* [Kurze Aufgabe 1]:
Welche Zeilen der Datensätze enthalten das Wort „water“? Sammle jede dieser Zeilen vollständig.
___ Angezeigter Text ___
Vorsicht bitte mit dem Begriff „Praktikant“. Ein Praktikum gibt es bei uns auch und zwar im Rahmen der ersten Ausbildungsphase, also wenn die Studenten noch an der Uni sind. Und dann sind da noch die Schülerpraktikanten, die sich in der Berufswelt orientieren sollen/wollen.
Während Referendare idR. aufgrund ihrer Vorausbildung bereits als aktive juristische Mitarbeiter in den genannten Stationen unterwegs sind, haben Praktikanten eher den Status eines Hospitanten.
HTH. crh
Ist das Tauchstadion eines der Stadien der EM? ;-)
___ Bereitgestelltes Material ___
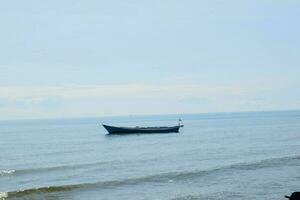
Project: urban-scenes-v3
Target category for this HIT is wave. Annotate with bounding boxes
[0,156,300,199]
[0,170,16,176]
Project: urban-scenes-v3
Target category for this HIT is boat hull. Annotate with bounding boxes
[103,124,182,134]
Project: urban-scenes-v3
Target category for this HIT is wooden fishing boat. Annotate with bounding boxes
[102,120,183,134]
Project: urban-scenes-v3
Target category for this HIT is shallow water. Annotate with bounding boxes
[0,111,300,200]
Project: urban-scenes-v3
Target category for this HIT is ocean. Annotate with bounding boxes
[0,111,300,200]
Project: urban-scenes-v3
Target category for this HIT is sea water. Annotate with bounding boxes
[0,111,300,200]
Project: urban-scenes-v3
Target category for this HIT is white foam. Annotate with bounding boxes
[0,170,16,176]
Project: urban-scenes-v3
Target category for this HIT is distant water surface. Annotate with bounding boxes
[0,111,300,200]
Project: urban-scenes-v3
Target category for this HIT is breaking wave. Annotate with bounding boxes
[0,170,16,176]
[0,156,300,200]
___
___ Bereitgestelltes Material ___
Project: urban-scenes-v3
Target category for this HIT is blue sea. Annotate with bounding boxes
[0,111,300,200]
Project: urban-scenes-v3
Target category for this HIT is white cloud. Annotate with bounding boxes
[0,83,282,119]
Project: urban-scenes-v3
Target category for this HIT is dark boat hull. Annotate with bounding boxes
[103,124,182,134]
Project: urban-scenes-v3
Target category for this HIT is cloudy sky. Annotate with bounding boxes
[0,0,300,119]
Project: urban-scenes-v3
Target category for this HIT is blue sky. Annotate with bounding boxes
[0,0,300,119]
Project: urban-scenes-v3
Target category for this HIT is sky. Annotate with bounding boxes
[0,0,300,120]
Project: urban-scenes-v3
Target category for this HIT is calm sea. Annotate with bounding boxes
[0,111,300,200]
___
* [Kurze Aufgabe 2]:
Gib den angezeigten Text vollständig und wortgetreu wieder.

* [Fertige Antwort 1]:
Target category for this HIT is shallow water. Annotate with bounding boxes
Target category for this HIT is sea water. Annotate with bounding boxes
Target category for this HIT is distant water surface. Annotate with bounding boxes

* [Fertige Antwort 2]:
Vorsicht bitte mit dem Begriff „Praktikant“. Ein Praktikum gibt es bei uns auch und zwar im Rahmen der ersten Ausbildungsphase, also wenn die Studenten noch an der Uni sind. Und dann sind da noch die Schülerpraktikanten, die sich in der Berufswelt orientieren sollen/wollen.
Während Referendare idR. aufgrund ihrer Vorausbildung bereits als aktive juristische Mitarbeiter in den genannten Stationen unterwegs sind, haben Praktikanten eher den Status eines Hospitanten.
HTH. crh
Ist das Tauchstadion eines der Stadien der EM? ;-)